------ EXERCISE DATA
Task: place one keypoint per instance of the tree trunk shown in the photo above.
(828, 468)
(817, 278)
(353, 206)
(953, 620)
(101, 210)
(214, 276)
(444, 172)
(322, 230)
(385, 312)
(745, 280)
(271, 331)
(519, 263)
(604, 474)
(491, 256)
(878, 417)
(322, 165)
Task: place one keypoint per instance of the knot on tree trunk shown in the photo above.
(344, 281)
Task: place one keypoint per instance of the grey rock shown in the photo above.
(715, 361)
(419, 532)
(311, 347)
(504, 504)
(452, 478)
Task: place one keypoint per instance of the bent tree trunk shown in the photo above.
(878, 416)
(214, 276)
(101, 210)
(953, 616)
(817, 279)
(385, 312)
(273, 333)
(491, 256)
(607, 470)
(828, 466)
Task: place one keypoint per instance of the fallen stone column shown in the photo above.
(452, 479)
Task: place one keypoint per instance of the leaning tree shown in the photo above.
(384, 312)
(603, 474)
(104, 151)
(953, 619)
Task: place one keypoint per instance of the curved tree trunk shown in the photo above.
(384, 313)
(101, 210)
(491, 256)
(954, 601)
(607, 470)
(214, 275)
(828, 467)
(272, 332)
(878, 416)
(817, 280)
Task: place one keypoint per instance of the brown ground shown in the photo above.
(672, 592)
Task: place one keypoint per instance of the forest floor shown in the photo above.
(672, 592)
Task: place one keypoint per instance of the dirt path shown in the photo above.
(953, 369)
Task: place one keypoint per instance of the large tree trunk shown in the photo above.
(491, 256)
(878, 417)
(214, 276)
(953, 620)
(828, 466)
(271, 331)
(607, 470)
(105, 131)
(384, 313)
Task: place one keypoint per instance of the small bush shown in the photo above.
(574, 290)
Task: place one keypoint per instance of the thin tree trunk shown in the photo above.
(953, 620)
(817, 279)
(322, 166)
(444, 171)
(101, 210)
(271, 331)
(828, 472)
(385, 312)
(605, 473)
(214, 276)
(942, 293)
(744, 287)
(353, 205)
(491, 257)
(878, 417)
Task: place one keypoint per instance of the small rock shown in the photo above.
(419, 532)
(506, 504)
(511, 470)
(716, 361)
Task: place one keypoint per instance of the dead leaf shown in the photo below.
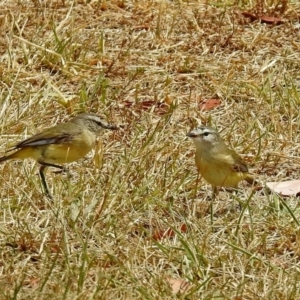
(263, 19)
(160, 234)
(178, 285)
(285, 188)
(209, 104)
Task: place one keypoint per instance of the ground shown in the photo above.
(135, 221)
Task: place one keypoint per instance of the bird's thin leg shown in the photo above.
(214, 194)
(42, 168)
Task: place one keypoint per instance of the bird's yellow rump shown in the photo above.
(217, 164)
(63, 143)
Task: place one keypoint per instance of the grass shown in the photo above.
(134, 213)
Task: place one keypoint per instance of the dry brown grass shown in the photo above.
(147, 65)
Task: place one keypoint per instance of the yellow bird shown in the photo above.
(63, 143)
(217, 164)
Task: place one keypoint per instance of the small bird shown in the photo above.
(217, 164)
(63, 143)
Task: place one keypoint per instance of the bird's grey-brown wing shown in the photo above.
(59, 134)
(239, 165)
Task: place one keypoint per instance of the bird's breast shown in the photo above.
(78, 146)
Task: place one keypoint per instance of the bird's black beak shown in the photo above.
(191, 134)
(111, 127)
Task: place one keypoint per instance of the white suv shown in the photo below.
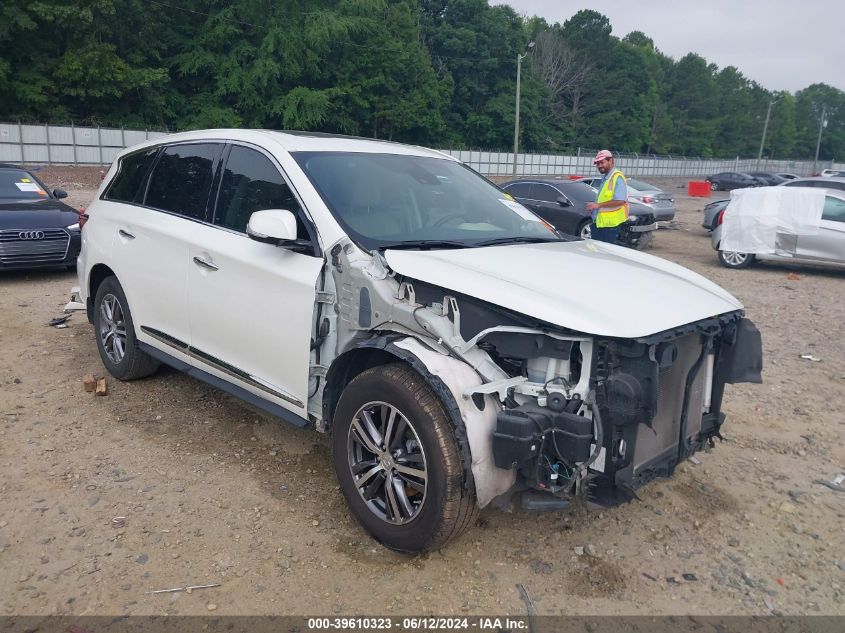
(456, 348)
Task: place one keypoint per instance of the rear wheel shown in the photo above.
(398, 462)
(115, 331)
(732, 259)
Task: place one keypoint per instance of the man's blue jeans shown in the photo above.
(605, 234)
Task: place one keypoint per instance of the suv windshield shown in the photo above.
(384, 200)
(20, 185)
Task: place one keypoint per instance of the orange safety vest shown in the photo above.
(613, 216)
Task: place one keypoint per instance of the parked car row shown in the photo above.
(728, 180)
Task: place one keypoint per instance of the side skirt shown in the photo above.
(239, 392)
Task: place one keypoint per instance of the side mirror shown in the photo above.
(275, 226)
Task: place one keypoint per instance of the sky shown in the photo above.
(780, 44)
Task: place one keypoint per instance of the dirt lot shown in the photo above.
(213, 492)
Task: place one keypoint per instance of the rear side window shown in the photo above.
(519, 190)
(181, 180)
(131, 171)
(251, 182)
(834, 209)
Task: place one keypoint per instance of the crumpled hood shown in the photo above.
(584, 285)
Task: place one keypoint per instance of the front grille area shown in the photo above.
(33, 246)
(666, 427)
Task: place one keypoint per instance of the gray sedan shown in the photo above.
(827, 247)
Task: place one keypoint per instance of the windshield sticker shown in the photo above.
(524, 213)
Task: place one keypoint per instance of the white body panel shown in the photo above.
(586, 286)
(255, 312)
(152, 267)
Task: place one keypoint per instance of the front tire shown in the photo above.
(397, 461)
(115, 332)
(732, 259)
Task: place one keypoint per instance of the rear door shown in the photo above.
(828, 245)
(251, 304)
(150, 248)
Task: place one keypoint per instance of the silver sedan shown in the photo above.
(827, 247)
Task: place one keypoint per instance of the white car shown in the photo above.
(456, 348)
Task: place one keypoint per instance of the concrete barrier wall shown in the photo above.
(49, 144)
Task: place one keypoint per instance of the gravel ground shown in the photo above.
(212, 492)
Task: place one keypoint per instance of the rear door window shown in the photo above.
(131, 172)
(251, 182)
(519, 190)
(546, 193)
(181, 179)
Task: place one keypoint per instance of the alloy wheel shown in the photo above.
(112, 328)
(733, 258)
(387, 462)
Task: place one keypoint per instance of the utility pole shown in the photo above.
(765, 127)
(819, 141)
(519, 59)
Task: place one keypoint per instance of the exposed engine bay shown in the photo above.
(542, 408)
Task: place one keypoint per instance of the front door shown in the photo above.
(251, 305)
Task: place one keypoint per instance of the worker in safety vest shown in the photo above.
(611, 206)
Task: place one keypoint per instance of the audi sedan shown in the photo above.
(36, 229)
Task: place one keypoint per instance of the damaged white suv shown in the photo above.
(453, 345)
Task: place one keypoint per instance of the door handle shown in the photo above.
(199, 261)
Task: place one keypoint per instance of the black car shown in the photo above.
(770, 179)
(563, 204)
(36, 229)
(727, 180)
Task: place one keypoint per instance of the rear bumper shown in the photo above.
(645, 228)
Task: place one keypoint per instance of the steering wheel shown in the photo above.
(446, 218)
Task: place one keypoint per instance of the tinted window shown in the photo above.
(250, 183)
(131, 171)
(546, 193)
(519, 190)
(181, 179)
(834, 209)
(384, 199)
(20, 185)
(578, 191)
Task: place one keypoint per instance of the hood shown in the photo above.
(583, 285)
(36, 214)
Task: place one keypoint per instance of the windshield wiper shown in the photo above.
(517, 240)
(410, 244)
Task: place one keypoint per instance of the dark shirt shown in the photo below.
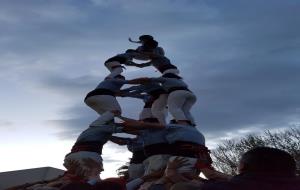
(255, 182)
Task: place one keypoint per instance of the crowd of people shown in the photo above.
(165, 155)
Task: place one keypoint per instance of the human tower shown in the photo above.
(156, 142)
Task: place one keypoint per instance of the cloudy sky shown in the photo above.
(240, 57)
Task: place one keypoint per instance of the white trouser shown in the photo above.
(155, 162)
(113, 71)
(103, 105)
(145, 113)
(135, 171)
(173, 71)
(180, 103)
(158, 108)
(81, 159)
(189, 166)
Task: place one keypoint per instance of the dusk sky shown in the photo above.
(240, 57)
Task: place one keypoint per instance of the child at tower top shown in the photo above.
(149, 45)
(115, 63)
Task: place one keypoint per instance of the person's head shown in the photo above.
(267, 160)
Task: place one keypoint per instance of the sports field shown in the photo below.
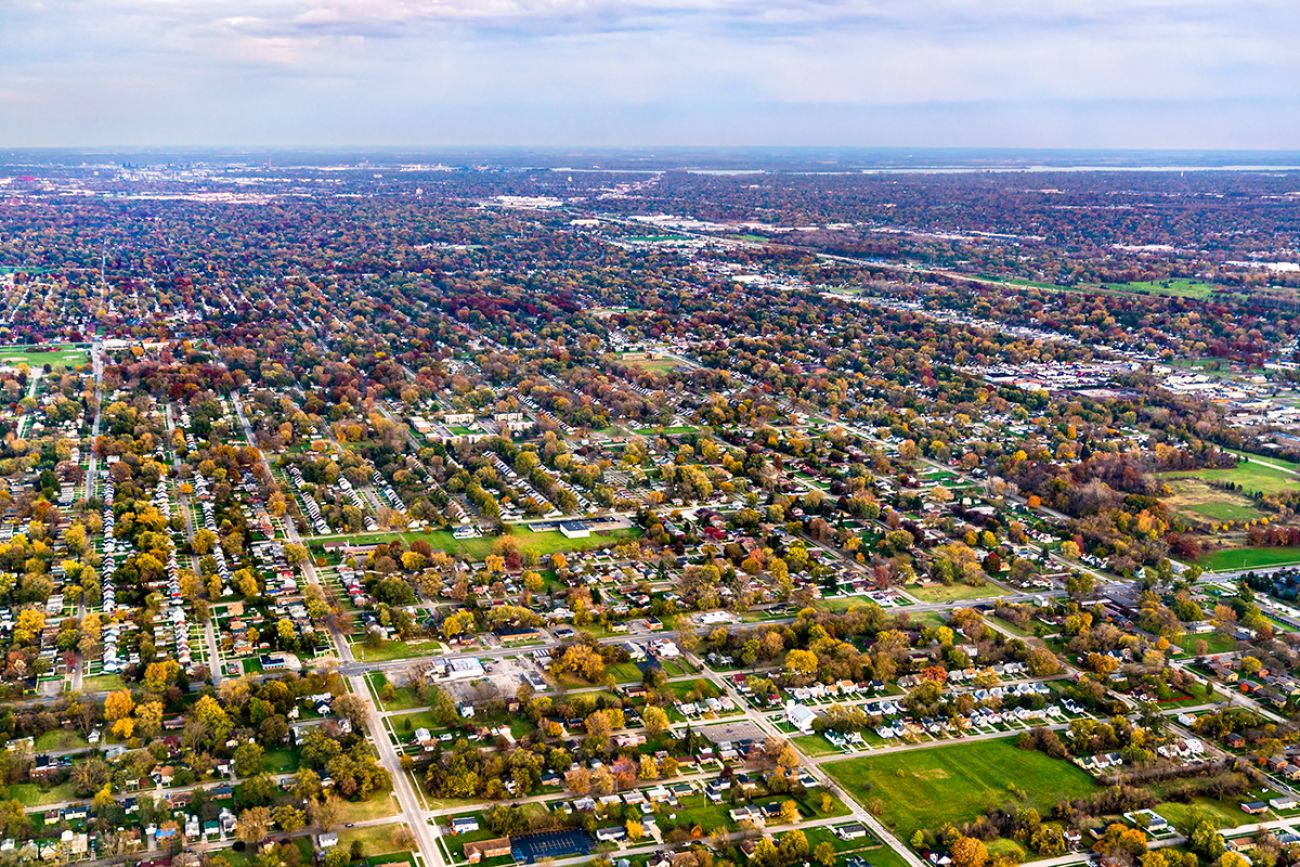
(649, 362)
(1248, 558)
(1175, 287)
(38, 356)
(927, 788)
(1255, 475)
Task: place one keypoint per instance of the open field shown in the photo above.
(1248, 558)
(38, 356)
(1252, 475)
(928, 788)
(1173, 287)
(1214, 642)
(952, 592)
(649, 362)
(376, 840)
(542, 543)
(1197, 499)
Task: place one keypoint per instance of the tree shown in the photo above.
(801, 662)
(254, 826)
(326, 813)
(247, 759)
(118, 705)
(655, 720)
(969, 852)
(289, 818)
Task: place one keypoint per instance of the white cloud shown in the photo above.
(618, 68)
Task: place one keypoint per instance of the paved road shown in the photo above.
(402, 787)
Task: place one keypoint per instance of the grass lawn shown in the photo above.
(38, 356)
(376, 840)
(649, 362)
(102, 683)
(1175, 287)
(813, 745)
(403, 698)
(952, 592)
(667, 432)
(1214, 642)
(1253, 476)
(927, 788)
(60, 738)
(1220, 814)
(1195, 498)
(542, 543)
(1248, 558)
(386, 650)
(33, 796)
(378, 805)
(885, 857)
(280, 761)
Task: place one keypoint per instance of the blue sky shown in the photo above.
(945, 73)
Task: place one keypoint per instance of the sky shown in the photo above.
(870, 73)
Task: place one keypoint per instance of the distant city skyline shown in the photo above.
(884, 73)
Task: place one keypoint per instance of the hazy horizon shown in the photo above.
(649, 73)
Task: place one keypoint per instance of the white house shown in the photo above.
(800, 716)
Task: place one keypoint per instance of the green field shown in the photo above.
(542, 543)
(952, 592)
(388, 650)
(1174, 287)
(1197, 499)
(34, 356)
(1251, 475)
(1214, 642)
(1248, 558)
(649, 362)
(376, 840)
(936, 785)
(666, 432)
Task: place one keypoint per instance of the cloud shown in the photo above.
(685, 70)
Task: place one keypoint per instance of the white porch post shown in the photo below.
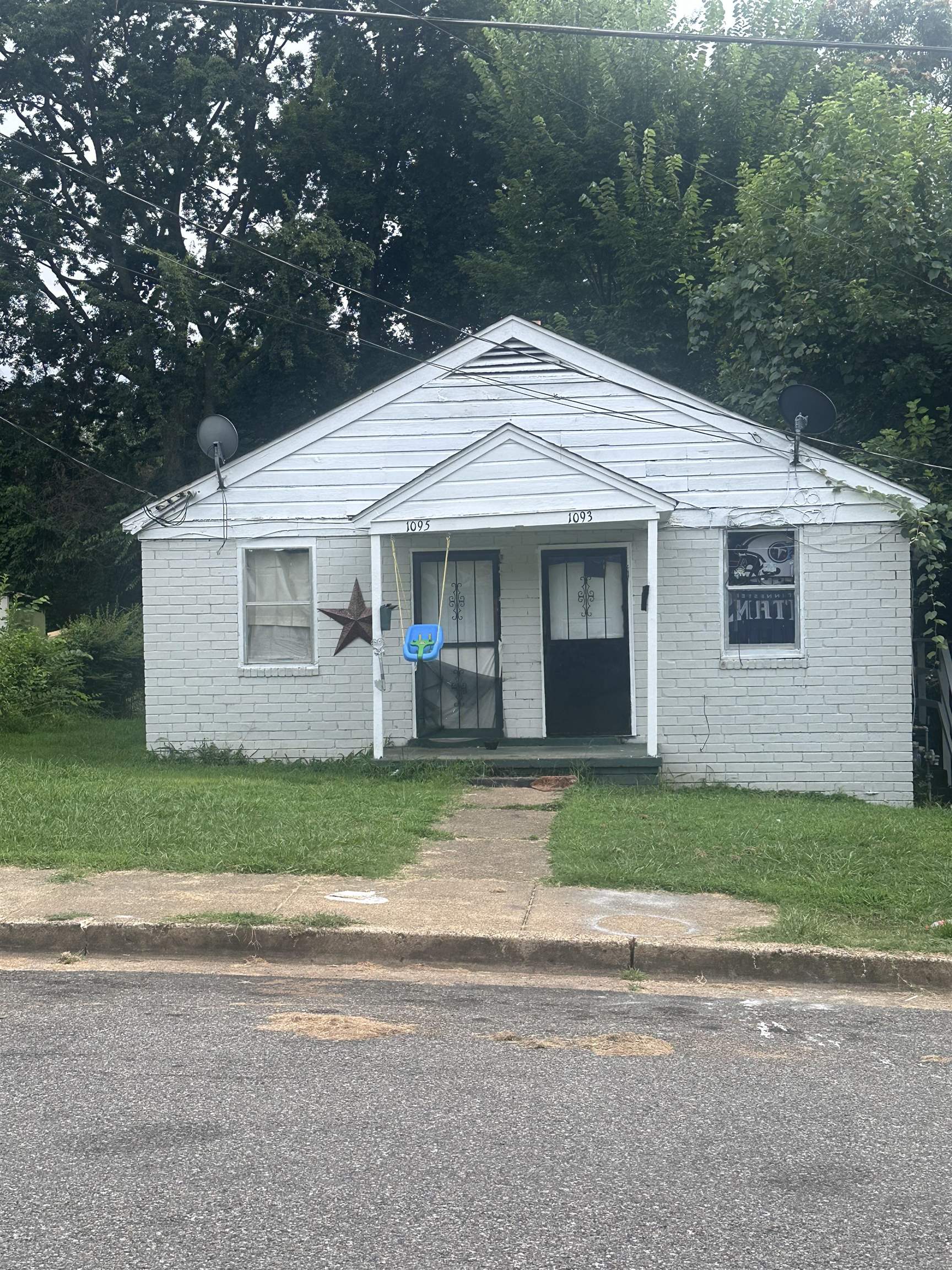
(376, 657)
(653, 638)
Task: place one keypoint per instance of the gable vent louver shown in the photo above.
(515, 360)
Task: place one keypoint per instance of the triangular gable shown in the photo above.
(513, 478)
(502, 356)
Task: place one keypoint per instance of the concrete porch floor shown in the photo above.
(619, 762)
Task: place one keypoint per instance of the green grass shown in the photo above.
(89, 798)
(842, 873)
(310, 921)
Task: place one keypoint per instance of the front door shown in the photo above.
(586, 643)
(461, 692)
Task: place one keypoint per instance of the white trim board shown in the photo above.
(695, 411)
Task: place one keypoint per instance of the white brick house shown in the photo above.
(626, 562)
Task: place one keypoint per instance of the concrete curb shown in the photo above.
(780, 962)
(349, 944)
(715, 960)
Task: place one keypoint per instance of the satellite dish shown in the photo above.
(215, 429)
(814, 408)
(218, 437)
(805, 408)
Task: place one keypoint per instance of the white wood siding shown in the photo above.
(681, 448)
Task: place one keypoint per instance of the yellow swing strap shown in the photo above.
(443, 588)
(400, 590)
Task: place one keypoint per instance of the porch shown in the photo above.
(541, 572)
(606, 760)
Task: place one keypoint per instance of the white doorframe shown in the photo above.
(376, 658)
(652, 658)
(629, 548)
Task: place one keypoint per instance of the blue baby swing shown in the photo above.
(423, 641)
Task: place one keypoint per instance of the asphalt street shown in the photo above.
(148, 1121)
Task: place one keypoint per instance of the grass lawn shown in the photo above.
(842, 873)
(89, 798)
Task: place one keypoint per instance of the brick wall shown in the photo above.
(837, 719)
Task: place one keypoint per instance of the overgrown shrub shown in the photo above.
(115, 671)
(41, 680)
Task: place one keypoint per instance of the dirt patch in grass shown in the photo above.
(336, 1026)
(606, 1046)
(306, 921)
(841, 873)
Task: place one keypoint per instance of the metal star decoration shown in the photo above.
(356, 620)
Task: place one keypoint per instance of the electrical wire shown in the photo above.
(695, 166)
(583, 407)
(591, 32)
(202, 275)
(587, 407)
(73, 459)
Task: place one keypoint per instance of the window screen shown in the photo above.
(586, 599)
(762, 588)
(278, 606)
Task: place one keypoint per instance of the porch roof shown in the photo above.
(513, 479)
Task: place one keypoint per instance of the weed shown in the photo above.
(310, 921)
(636, 980)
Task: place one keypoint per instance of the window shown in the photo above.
(762, 588)
(586, 596)
(278, 607)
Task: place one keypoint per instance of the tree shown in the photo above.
------------
» GOAL OF THE EXERCISE: Starting at the line that contains "Task: place one keypoint per instance of the overgrown", retype each line through the end of the listing above and nothing else.

» OUTPUT FOR THIS EXERCISE:
Task: place one keypoint per instance of the overgrown shrub shown in the photo above.
(115, 671)
(41, 680)
Task: place one keypoint per instance of the dirt patch in grass shown in the photo above.
(336, 1026)
(606, 1046)
(306, 921)
(841, 873)
Task: place one keypoint per instance of the metal star decoration shown in the photo above.
(356, 620)
Task: place one keypoint per instance of the electrical wire shown in the photo above.
(695, 166)
(583, 407)
(591, 32)
(202, 275)
(587, 407)
(73, 459)
Task: place one keypoint per instance of the window screen shown in the photo above.
(586, 599)
(762, 588)
(278, 606)
Task: place one keypoint per instance of the porch roof shown in the photo above.
(513, 479)
Task: place one keypoint per instance of the weed shown in the photo above.
(310, 921)
(636, 980)
Task: place one keypoint per instance of the window shown in the photo above.
(762, 588)
(586, 596)
(278, 607)
Task: place one keypoint per instance of the tree shown in the photo above.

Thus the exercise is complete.